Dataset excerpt
|---|

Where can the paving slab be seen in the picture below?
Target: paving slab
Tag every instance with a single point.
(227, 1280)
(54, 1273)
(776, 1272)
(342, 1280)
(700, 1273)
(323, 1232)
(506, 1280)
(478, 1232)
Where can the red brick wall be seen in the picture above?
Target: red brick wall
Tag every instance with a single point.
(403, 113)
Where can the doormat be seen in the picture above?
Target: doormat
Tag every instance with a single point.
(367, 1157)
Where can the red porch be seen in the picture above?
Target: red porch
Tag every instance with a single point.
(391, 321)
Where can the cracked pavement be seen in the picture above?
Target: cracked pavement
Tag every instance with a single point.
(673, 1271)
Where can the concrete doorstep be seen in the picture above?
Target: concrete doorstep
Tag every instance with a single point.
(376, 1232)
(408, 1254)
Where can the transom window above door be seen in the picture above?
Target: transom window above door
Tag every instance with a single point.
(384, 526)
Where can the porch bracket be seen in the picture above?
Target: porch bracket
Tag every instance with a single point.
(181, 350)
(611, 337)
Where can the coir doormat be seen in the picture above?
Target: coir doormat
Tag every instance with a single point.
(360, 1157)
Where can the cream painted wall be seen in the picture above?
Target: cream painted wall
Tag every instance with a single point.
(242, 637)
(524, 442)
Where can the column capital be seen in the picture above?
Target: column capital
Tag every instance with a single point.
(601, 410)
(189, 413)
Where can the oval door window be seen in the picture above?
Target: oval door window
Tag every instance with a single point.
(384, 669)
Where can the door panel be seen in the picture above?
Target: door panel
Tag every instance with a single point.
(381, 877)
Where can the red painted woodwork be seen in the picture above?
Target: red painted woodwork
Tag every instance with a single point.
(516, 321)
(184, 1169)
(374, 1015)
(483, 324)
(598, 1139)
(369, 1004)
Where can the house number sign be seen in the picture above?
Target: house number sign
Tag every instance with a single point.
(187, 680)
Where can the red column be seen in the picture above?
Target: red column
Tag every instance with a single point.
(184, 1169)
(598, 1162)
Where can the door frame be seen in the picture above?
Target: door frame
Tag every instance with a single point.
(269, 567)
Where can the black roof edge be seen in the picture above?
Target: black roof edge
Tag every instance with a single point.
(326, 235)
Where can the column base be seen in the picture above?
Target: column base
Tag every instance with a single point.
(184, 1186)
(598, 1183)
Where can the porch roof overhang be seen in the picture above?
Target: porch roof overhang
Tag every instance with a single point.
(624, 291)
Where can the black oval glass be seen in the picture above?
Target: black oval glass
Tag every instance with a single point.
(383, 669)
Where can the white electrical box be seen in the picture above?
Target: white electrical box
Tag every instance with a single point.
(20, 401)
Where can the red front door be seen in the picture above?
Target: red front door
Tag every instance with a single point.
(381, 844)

|---|

- **BRIEF**
Can you edit all the entries above so that every "Tag" becomes "Mark", with nothing else changed?

- **RESPONSE BELOW**
Where can the paving slab be seen in the picture below?
Target: paving slab
Mark every instance with a single point.
(227, 1280)
(54, 1273)
(776, 1272)
(342, 1280)
(700, 1273)
(323, 1232)
(506, 1280)
(478, 1232)
Where can the red brick wall be seen in the picture above?
Target: red brick wall
Mark every instance with a single point.
(403, 113)
Where can the doormat be seen in the picture above?
Target: doormat
Mark every instance with a single point.
(367, 1157)
Where can the red porch be seen in the picture above?
Target: red porch
Mark every instance with a single point.
(391, 321)
Where can the cracked pavement be seen in the picture above?
Target: cracked pavement
Mark every instance with a single point.
(673, 1271)
Where can the concrete doorstep be seen in the picture above?
Target: concrete doorstep
Mark every instance with a single point.
(376, 1232)
(408, 1254)
Where can the transom window above door be seen in the picture above?
Target: transom window above door
Mark every instance with a single point.
(384, 526)
Where can the porch bracket be seen in the picture above?
Target: porch bracket
Mark every instance with a single point.
(181, 350)
(611, 337)
Where can the coir doormat be seen in the picture above?
Target: coir doormat
Mark every instance with a single point.
(360, 1157)
Where can the cream painted wall be seen in the picture above?
Target: cream painted wall
Mark every instance with a single point.
(242, 637)
(524, 442)
Where can the column capital be seen in the picture above?
Target: column capital
Mark every instance with a single point.
(601, 410)
(189, 413)
Where can the oval door window be seen in the picture above?
Target: oval door window
Mark every instance with a single point.
(384, 669)
Where can the door panel be seen in the picture above?
Target: door panel
Mark every instance with a single point.
(381, 877)
Where can the red painted woodwork be seen in the picture above?
Target: red painted woodwork
Mark every instance with a single point.
(516, 321)
(184, 1169)
(374, 1015)
(483, 324)
(598, 1139)
(369, 1004)
Where can the house number sign be seen in the picture above?
Target: house number sign
Mark every instance with a single point.
(187, 680)
Where can the red column be seen in the picture above?
Target: red column
Mark every instance with a single point.
(184, 1169)
(598, 1162)
Where can the door frame be seen in the picture above?
Target: door frame
Mark every instance with a single point.
(269, 567)
Where can the black roof edge be seen in the picture above?
Target: black roof edge
Mark every instance with a single point.
(326, 235)
Where can the column base be seen in the picture above?
Target: column base
Mark every instance with a single point.
(184, 1186)
(598, 1183)
Where can the porch roof overhang be seen in the picture above?
Target: porch roof overhang
Mark every instance with a single point.
(624, 291)
Where can the black oval glass be seen in the picture above?
Target: black oval glass
Mark every instance with a single point.
(383, 669)
Where can the white electrical box be seen in the picture above?
Target: white electrical box
Mark every instance with a single point.
(20, 401)
Where can the red front door be seen in the picture above?
Target: red front door
Mark every instance with a single point.
(381, 844)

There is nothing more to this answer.